EXERCISE TASK 1 = Show each line of the records that contains the word "taillight".

TEXT BLOCK =
══════════════════════════════
Precisely what I was about to say in a few minutes..Peter, you read my
mind..

It is not about HIbernate being slow or the software having issues of
redundancy. The problem is how we implement Hibernate..That said, we need to
understand how we are handlinig the xml file defnitions and relationship
mappings..

Till now, we have seen instances when functional design leads to code level
design. This is  the case where the opposite holds true also..You have to
map according to the platform - a bit of reverse engineering - and then
decide the optimum performance..

large sites using cache databases is not new..Plenty of them do that -
especially in lotus notes application..The problem is the data that you are
trying to update...
Are we doing that correctly..

Let us not blame Hibernate for everuything friends..There is more than what
meets the eye..

Regardsm,
jd

On Wed, Jul 14, 2010 at 6:00 PM, Peter Becker <[email protected]>wrote:

>  On 14/07/10 21:22, Moandji Ezana wrote:
>
> On Wed, Jul 14, 2010 at 11:45 AM, Peter Becker 
> <[email protected]>wrote:
>
>> On 14/07/10 19:16, Moandji Ezana wrote:
>>
>>> The thing I find most useful about Hibernate is that when you have a lot
>>> of tables of inter-related data, it really alleviates the pain of having to
>>> think about what data you need to load for each possible workflow.
>>>
>>  Not if you care about scalability, in which case you really need to know
>> what you want to fetch and how all your caching layers work (although the
>> caching as such can be a good feature to have). Particularly if you reach
>> the same object from different contexts with different requirements,
>> thinking about eager and lazy fetching can get rather complicated.
>
>
> True, but if you need to scale massively, you probably aren't using
> Hibernate anyway. (Or are you? Anyone know of massive sites that use
> Hibernate?)
>
> I'm not talking about the Googles or Amazons. To get into this type of
> problem you really need only a few gigs, if you do really stupid things only
> a couple of megs will do -- if you reload all of your DB on every request
> performance will degrade very fast.
══════════════════════════════
EXERCISE TASK 2 = Retype the part of the Hibernate email above starting at "large sites using" and ending at "trying to update...", with no changes.

SOURCE MATERIAL =
══════════════════════════════
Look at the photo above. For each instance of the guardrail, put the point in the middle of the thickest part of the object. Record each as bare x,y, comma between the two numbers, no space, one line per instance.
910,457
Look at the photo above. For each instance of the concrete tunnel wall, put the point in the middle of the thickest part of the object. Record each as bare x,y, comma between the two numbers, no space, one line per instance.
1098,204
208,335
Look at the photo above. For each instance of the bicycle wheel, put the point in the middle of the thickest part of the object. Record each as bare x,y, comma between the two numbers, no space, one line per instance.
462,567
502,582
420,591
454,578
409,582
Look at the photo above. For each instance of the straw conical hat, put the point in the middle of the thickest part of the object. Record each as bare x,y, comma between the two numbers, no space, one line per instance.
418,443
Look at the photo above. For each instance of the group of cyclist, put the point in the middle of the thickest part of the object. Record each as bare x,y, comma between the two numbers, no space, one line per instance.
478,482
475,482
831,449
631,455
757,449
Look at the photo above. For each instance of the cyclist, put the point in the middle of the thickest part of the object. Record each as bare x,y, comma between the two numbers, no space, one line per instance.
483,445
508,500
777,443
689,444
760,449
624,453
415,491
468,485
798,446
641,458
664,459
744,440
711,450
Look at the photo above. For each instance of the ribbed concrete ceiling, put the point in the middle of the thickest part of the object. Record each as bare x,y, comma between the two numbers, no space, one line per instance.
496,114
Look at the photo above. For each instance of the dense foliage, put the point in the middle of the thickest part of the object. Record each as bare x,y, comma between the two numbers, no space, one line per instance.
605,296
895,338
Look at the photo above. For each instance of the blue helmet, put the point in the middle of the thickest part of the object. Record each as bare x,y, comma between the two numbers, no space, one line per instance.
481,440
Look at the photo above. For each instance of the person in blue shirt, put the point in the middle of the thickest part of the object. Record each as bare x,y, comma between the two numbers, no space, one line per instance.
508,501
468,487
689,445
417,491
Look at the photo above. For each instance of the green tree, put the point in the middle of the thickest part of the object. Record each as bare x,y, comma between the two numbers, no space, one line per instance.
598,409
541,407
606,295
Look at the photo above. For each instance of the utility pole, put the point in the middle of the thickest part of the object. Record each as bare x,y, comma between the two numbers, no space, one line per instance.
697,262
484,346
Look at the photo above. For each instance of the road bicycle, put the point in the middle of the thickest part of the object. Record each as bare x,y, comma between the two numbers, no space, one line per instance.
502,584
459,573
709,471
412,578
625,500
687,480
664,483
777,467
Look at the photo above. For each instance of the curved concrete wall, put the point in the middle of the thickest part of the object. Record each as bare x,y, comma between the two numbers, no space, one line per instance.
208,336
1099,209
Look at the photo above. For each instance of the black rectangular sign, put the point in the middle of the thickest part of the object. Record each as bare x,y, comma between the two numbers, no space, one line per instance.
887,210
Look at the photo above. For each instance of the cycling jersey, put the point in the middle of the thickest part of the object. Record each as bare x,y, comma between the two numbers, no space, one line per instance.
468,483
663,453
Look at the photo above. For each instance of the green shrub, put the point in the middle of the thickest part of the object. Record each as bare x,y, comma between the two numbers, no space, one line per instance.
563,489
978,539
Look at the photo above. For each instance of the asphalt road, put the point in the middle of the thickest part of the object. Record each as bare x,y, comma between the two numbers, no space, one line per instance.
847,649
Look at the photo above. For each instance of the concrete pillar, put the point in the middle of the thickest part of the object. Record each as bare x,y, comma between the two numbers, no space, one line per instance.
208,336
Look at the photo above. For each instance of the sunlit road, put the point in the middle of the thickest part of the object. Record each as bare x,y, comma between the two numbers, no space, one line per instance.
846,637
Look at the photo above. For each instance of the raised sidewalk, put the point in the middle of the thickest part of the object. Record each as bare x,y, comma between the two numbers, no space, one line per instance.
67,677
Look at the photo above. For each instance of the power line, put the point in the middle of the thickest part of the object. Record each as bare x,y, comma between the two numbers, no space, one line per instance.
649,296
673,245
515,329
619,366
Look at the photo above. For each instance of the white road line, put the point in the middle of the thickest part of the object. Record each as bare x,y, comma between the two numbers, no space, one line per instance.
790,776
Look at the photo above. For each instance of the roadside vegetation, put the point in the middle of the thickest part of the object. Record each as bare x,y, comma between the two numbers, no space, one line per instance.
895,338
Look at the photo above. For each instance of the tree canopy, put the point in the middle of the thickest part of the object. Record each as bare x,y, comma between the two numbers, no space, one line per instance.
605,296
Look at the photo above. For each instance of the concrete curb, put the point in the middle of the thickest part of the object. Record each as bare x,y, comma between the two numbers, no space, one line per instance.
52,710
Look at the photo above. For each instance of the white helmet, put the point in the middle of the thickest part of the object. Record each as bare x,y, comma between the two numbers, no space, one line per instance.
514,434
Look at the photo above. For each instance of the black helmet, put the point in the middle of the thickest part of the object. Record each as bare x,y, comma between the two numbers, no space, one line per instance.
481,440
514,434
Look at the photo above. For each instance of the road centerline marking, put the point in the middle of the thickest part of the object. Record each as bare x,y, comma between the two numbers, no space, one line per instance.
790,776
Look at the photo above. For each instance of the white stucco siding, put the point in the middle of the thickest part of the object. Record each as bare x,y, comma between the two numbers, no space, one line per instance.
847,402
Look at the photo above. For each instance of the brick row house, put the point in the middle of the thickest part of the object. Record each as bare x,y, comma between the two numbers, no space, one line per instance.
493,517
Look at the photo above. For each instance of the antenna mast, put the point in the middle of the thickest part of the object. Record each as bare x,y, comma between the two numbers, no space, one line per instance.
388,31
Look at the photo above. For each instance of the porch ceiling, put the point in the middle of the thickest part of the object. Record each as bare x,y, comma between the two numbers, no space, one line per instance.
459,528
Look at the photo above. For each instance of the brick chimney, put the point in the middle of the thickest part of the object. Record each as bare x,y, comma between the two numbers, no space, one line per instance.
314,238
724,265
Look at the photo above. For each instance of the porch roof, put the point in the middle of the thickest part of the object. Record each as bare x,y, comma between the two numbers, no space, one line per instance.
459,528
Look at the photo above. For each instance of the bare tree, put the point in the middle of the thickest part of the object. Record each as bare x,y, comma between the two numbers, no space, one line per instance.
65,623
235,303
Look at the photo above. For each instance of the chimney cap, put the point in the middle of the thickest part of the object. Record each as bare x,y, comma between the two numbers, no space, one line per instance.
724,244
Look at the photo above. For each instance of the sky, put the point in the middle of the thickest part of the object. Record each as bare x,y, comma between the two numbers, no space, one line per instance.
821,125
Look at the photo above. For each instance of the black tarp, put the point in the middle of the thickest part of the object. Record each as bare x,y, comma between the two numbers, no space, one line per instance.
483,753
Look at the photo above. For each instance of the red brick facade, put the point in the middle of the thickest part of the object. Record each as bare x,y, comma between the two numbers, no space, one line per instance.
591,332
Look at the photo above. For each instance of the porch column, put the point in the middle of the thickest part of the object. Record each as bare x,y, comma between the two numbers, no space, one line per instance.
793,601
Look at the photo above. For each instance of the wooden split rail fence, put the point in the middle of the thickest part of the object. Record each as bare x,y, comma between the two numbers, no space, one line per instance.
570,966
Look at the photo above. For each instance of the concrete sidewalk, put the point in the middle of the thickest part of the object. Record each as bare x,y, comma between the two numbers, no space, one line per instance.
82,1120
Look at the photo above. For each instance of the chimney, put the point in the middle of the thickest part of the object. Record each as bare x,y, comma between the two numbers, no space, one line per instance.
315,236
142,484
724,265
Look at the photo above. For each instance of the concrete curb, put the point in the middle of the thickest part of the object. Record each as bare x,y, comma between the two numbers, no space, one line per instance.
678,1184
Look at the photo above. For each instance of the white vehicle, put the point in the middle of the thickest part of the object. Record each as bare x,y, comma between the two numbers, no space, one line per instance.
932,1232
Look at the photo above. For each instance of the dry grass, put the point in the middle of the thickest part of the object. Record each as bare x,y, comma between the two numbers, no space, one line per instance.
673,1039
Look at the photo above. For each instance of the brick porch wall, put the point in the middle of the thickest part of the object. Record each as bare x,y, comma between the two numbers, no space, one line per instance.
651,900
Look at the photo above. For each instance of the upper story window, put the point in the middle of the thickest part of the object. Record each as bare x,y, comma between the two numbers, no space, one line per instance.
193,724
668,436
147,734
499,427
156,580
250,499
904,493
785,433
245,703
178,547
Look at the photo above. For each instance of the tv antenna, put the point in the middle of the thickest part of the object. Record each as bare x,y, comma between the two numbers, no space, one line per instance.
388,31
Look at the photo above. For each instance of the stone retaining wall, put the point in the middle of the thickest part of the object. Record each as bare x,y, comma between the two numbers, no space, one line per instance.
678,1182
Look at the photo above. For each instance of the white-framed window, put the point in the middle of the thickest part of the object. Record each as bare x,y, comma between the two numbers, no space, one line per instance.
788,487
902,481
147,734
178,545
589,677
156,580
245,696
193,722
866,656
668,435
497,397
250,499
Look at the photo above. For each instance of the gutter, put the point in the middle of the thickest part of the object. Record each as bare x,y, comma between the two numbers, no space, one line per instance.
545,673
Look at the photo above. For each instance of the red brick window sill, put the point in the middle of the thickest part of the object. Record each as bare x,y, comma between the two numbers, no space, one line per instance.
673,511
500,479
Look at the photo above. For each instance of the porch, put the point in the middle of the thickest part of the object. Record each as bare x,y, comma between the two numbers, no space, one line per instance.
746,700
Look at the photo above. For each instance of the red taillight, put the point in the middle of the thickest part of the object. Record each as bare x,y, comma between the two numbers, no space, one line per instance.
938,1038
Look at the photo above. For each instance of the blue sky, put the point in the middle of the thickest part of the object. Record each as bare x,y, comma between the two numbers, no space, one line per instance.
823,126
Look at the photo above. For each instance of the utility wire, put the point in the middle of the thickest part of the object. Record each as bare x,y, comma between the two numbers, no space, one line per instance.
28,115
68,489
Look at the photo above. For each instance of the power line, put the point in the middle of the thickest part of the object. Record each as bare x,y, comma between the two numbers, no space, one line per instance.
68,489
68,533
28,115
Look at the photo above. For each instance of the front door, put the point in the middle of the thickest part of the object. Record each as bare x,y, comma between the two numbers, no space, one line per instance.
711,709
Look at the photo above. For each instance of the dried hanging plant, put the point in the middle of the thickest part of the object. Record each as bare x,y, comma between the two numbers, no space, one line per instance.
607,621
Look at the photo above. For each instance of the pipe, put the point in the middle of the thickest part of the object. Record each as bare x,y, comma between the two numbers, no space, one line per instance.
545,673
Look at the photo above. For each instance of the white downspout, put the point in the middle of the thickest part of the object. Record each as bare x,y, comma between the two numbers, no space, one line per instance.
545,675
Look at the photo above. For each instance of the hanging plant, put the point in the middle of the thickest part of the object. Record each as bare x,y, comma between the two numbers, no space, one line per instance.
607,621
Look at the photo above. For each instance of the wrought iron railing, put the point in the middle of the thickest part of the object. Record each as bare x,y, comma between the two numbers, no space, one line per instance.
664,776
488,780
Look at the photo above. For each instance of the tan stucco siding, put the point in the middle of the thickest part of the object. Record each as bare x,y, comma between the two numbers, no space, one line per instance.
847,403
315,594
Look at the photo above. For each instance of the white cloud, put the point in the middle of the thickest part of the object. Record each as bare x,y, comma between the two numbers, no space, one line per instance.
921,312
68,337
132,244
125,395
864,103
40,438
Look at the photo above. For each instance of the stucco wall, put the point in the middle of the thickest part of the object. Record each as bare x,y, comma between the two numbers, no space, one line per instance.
══════════════════════════════
EXPECTED OUTPUT 1 =
Look at the photo above. For each instance of the red taillight, put the point in the middle of the thickest part of the object. Record each as bare x,y, comma between the two numbers, no space, one line per instance.

EXPECTED OUTPUT 2 =
large sites using cache databases is not new..Plenty of them do that -
especially in lotus notes application..The problem is the data that you are
trying to update...